LISTED RECORDS:

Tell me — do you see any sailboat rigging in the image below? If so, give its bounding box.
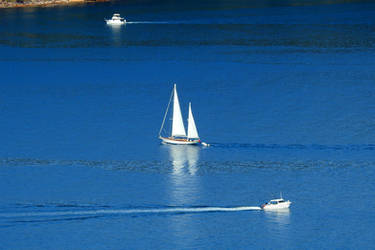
[159,84,201,145]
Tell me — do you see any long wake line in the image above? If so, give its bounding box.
[0,206,261,218]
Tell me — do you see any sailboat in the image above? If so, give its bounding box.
[159,84,201,145]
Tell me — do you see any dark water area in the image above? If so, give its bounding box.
[0,1,375,249]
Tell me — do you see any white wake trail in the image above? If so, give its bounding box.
[0,206,261,218]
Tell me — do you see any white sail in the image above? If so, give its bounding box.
[188,102,199,138]
[172,84,186,137]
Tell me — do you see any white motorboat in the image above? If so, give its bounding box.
[105,13,126,25]
[260,197,292,210]
[159,84,201,145]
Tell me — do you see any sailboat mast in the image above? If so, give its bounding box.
[159,86,174,137]
[171,84,186,137]
[188,102,199,138]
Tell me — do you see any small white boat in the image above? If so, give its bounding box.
[260,197,292,210]
[159,84,201,145]
[105,13,126,25]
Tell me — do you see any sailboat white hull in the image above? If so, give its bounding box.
[159,136,201,145]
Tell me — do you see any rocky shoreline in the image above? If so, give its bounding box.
[0,0,110,8]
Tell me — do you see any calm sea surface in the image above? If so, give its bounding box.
[0,0,375,249]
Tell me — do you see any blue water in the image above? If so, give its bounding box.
[0,0,375,249]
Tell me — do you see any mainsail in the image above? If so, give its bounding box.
[188,102,199,138]
[172,84,186,137]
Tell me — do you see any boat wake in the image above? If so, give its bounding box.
[126,21,171,24]
[0,206,261,219]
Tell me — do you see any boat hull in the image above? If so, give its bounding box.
[159,136,201,145]
[105,20,126,25]
[261,201,292,210]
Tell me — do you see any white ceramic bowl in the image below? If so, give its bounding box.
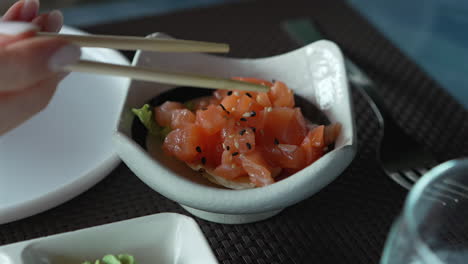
[0,213,218,264]
[114,33,356,224]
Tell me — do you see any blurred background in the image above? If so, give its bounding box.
[0,0,468,109]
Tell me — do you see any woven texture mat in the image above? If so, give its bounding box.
[0,0,468,264]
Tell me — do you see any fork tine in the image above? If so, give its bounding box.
[388,172,413,190]
[402,169,421,182]
[414,167,429,176]
[434,183,468,200]
[424,189,459,203]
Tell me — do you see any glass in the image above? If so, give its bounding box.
[380,158,468,264]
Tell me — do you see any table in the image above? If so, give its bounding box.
[0,0,468,264]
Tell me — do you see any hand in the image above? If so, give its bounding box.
[0,0,81,135]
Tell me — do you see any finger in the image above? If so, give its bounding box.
[3,0,39,22]
[0,26,81,91]
[32,10,63,32]
[2,1,24,21]
[0,73,65,135]
[0,22,39,46]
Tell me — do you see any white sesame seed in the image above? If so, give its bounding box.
[256,94,262,103]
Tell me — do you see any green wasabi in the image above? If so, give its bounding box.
[82,254,137,264]
[132,104,171,140]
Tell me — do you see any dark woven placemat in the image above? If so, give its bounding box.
[0,0,468,264]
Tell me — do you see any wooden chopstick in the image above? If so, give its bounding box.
[65,60,269,92]
[37,32,229,53]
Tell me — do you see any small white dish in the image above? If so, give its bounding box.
[0,27,130,224]
[114,34,356,224]
[0,213,218,264]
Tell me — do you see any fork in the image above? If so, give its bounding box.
[282,19,437,190]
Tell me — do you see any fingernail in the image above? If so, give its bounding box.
[19,0,39,21]
[49,44,81,72]
[45,10,63,32]
[0,22,39,35]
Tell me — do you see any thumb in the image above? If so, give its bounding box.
[0,22,81,92]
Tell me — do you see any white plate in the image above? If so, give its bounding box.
[0,24,130,224]
[0,213,218,264]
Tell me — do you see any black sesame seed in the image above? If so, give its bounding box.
[219,104,230,115]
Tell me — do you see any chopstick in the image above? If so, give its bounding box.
[65,60,269,92]
[37,32,229,53]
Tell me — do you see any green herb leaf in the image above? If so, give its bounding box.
[132,104,161,136]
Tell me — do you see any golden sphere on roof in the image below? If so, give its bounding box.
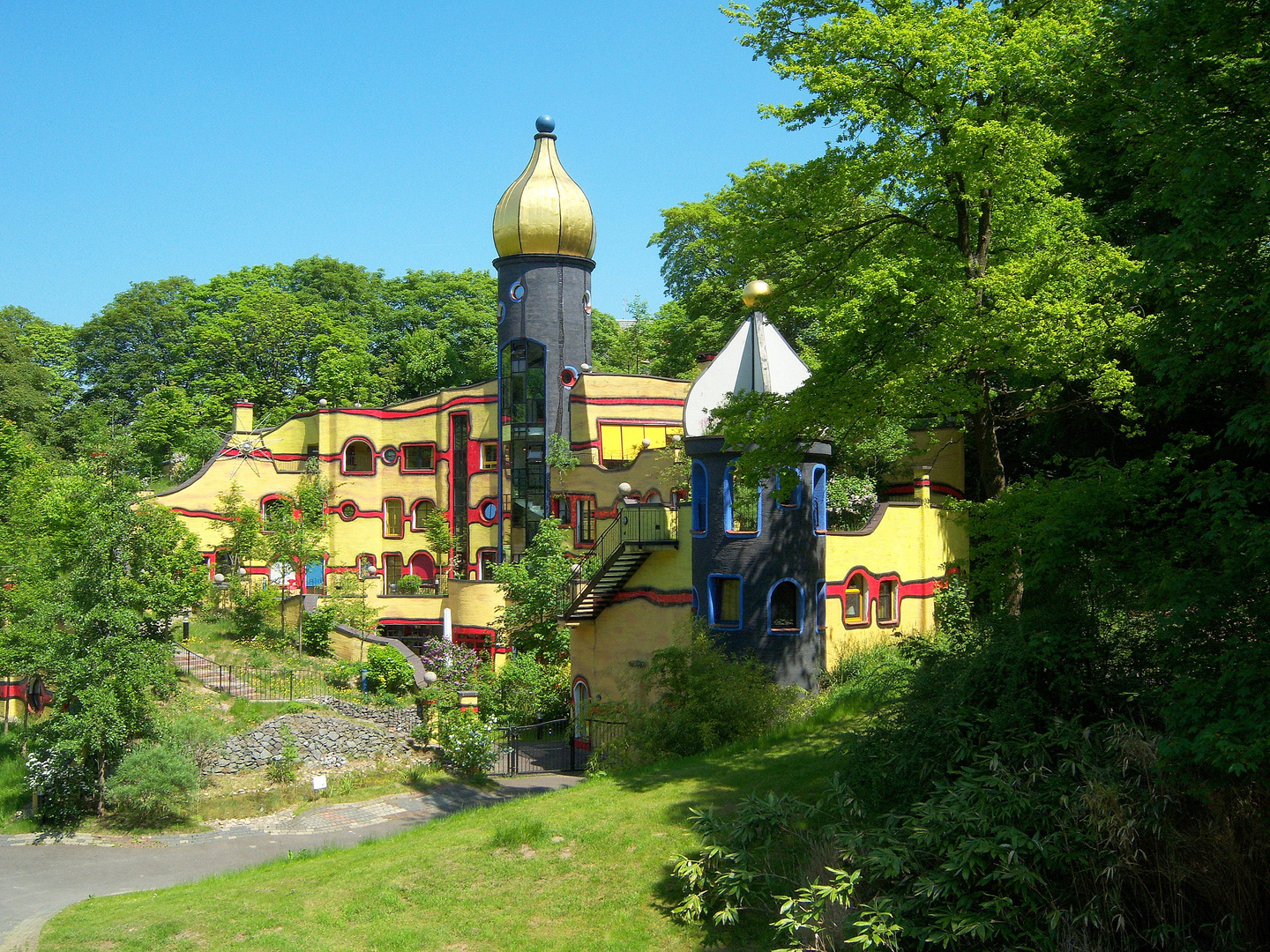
[741,280,773,307]
[494,115,595,257]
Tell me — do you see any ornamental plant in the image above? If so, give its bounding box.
[439,710,497,777]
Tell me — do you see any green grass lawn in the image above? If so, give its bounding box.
[40,721,845,952]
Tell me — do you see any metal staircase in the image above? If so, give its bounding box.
[560,502,679,621]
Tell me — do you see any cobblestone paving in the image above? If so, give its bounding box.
[0,783,519,846]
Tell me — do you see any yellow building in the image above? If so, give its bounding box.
[148,118,965,703]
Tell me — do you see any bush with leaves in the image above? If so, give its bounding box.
[303,606,335,658]
[626,628,803,762]
[366,645,414,695]
[480,652,569,724]
[438,710,497,777]
[419,638,484,688]
[106,744,199,826]
[26,747,99,828]
[323,661,362,689]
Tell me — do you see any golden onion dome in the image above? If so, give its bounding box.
[494,115,595,257]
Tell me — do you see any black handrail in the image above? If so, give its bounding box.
[559,502,678,618]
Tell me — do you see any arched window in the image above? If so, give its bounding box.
[878,579,900,624]
[811,464,829,532]
[722,465,763,532]
[410,499,437,532]
[842,572,869,623]
[767,579,803,632]
[344,439,375,473]
[692,459,710,532]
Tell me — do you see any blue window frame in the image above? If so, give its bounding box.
[776,468,803,509]
[811,464,829,532]
[692,459,710,532]
[722,465,763,536]
[767,579,806,635]
[706,575,743,628]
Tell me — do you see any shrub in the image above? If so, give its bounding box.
[439,710,497,777]
[480,652,569,724]
[626,632,802,762]
[366,645,414,695]
[230,583,274,641]
[159,710,228,767]
[303,606,335,658]
[419,638,482,687]
[323,661,362,689]
[265,727,300,783]
[106,744,199,826]
[26,747,98,826]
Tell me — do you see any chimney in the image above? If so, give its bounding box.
[913,465,931,505]
[234,400,255,433]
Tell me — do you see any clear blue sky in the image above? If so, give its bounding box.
[0,0,832,324]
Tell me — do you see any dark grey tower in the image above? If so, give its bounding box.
[494,115,595,559]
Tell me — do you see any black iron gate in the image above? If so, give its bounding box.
[490,718,576,777]
[490,718,626,777]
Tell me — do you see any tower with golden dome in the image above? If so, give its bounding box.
[494,115,595,557]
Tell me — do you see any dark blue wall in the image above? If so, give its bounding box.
[684,436,831,690]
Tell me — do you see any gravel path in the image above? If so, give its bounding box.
[0,774,580,952]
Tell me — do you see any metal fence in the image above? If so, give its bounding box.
[490,718,626,777]
[173,645,330,701]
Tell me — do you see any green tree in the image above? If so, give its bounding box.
[494,519,574,664]
[74,277,194,410]
[655,0,1140,508]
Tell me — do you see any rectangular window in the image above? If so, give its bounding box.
[575,499,595,545]
[479,548,497,582]
[384,499,405,539]
[384,552,401,595]
[557,496,572,525]
[600,423,684,465]
[878,580,900,624]
[710,575,741,628]
[401,443,437,472]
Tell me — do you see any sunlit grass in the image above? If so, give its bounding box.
[41,719,868,952]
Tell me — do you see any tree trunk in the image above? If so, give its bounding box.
[972,398,1024,618]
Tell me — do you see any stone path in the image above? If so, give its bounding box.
[0,774,582,952]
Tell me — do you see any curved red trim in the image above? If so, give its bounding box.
[169,505,230,522]
[569,393,684,406]
[614,589,692,606]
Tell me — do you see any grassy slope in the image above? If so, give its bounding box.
[40,725,842,952]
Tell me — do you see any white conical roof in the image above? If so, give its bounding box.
[684,312,811,436]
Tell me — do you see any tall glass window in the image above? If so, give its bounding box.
[500,340,548,556]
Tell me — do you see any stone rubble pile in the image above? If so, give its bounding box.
[205,712,413,773]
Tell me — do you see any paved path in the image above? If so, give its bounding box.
[0,774,580,952]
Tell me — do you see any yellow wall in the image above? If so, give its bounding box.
[825,502,969,667]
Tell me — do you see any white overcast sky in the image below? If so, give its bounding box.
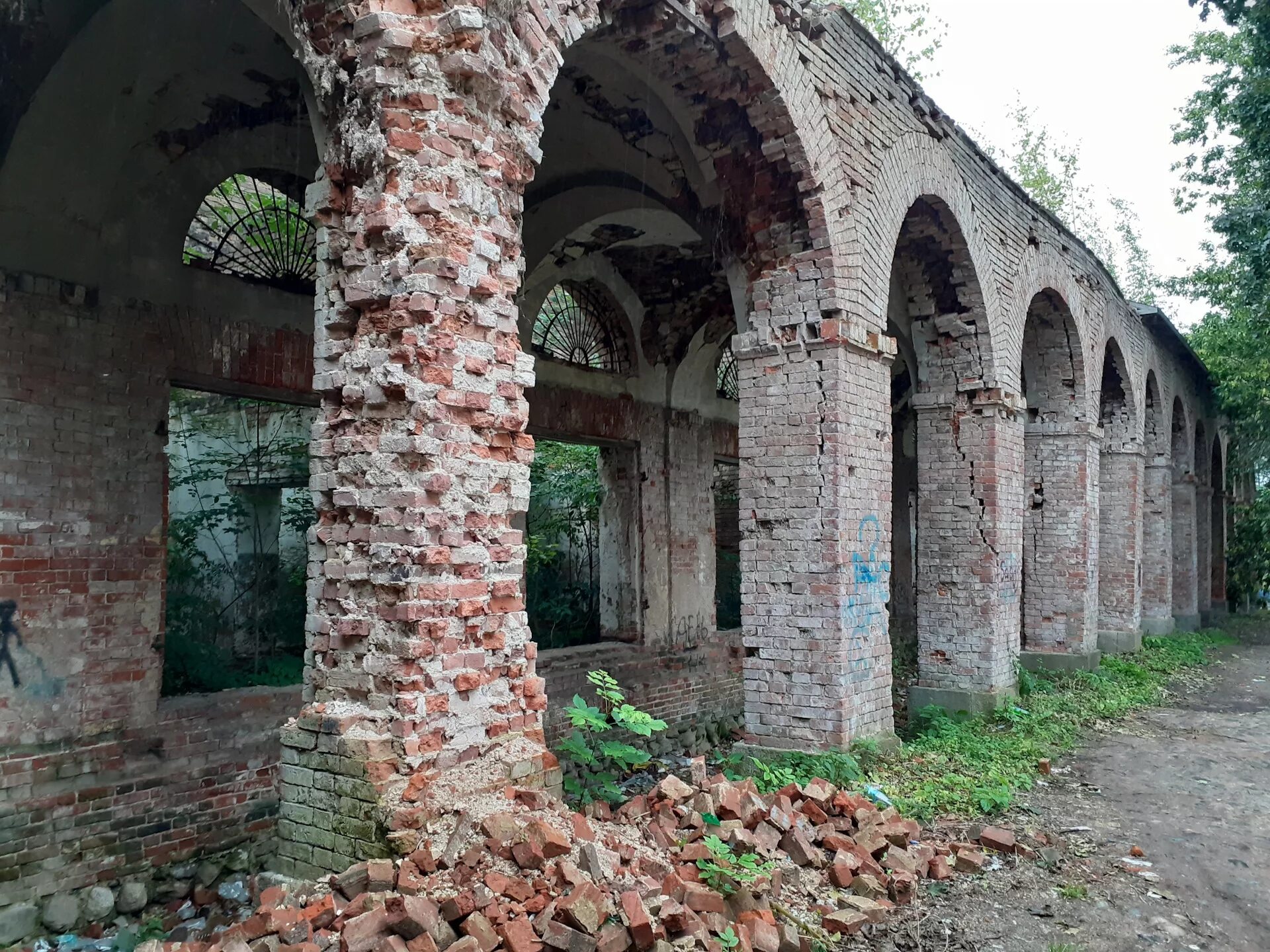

TO BE DONE: Format the part of the records above that opens with the line containing "Tell me — do you see any sunlit" and closes with the line containing "[0,774,582,952]" as a two-column CSV with the header text,answer. Give one row per record, with each value in a single quoted field and any line breaks replaced by spaces.

ANSWER TO THIS TASK:
text,answer
"Tell me — do you see any sunlit grass in the image above? If so, give its bounding box.","[41,719,868,952]"
"Tell me — do you see any tree trunk in the image above? If so, give its bounding box.","[972,398,1024,618]"
"Tell me — do you see any stone path in the image above? If so, give its bounding box.","[0,774,582,952]"